> DATASET EXTRACT

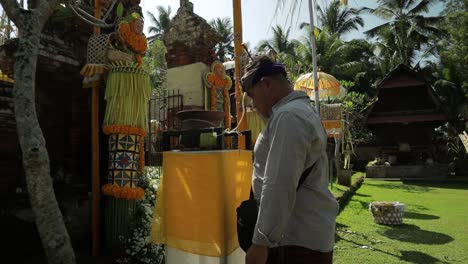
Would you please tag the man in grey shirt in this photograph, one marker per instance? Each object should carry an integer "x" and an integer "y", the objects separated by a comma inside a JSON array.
[{"x": 293, "y": 226}]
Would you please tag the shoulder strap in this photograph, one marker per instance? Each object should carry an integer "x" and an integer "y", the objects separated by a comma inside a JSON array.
[{"x": 301, "y": 181}]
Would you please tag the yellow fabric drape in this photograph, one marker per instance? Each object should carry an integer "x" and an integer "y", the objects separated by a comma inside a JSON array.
[{"x": 197, "y": 200}]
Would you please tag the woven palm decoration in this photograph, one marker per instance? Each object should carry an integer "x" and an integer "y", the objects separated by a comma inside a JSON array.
[
  {"x": 127, "y": 94},
  {"x": 96, "y": 60}
]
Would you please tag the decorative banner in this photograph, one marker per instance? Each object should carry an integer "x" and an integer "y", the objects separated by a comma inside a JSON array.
[
  {"x": 331, "y": 116},
  {"x": 197, "y": 200},
  {"x": 219, "y": 84},
  {"x": 127, "y": 94},
  {"x": 123, "y": 170}
]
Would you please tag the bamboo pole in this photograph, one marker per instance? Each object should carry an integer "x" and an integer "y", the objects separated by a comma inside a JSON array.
[
  {"x": 314, "y": 54},
  {"x": 242, "y": 124},
  {"x": 95, "y": 181}
]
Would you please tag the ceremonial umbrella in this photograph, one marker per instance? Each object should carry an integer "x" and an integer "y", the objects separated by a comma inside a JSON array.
[{"x": 328, "y": 86}]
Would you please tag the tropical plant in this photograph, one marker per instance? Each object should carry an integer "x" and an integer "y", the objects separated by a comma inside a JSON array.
[
  {"x": 155, "y": 63},
  {"x": 160, "y": 24},
  {"x": 329, "y": 56},
  {"x": 48, "y": 217},
  {"x": 406, "y": 32},
  {"x": 280, "y": 42},
  {"x": 139, "y": 248},
  {"x": 224, "y": 49},
  {"x": 338, "y": 19}
]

> WHAT NEEDS TO BE DONE
The line containing "Would you please tag the tropical" marks the start; retype it and each line after it through the end of the records above, exactly.

> ANSWER
Would you please tag the tropical plant in this photograph, one marker per instance? Each object should carry an integer "x" and an integer "y", the objects separated by a comma inside a JSON array.
[
  {"x": 155, "y": 63},
  {"x": 160, "y": 24},
  {"x": 329, "y": 56},
  {"x": 48, "y": 217},
  {"x": 406, "y": 32},
  {"x": 280, "y": 42},
  {"x": 139, "y": 248},
  {"x": 224, "y": 49},
  {"x": 338, "y": 19}
]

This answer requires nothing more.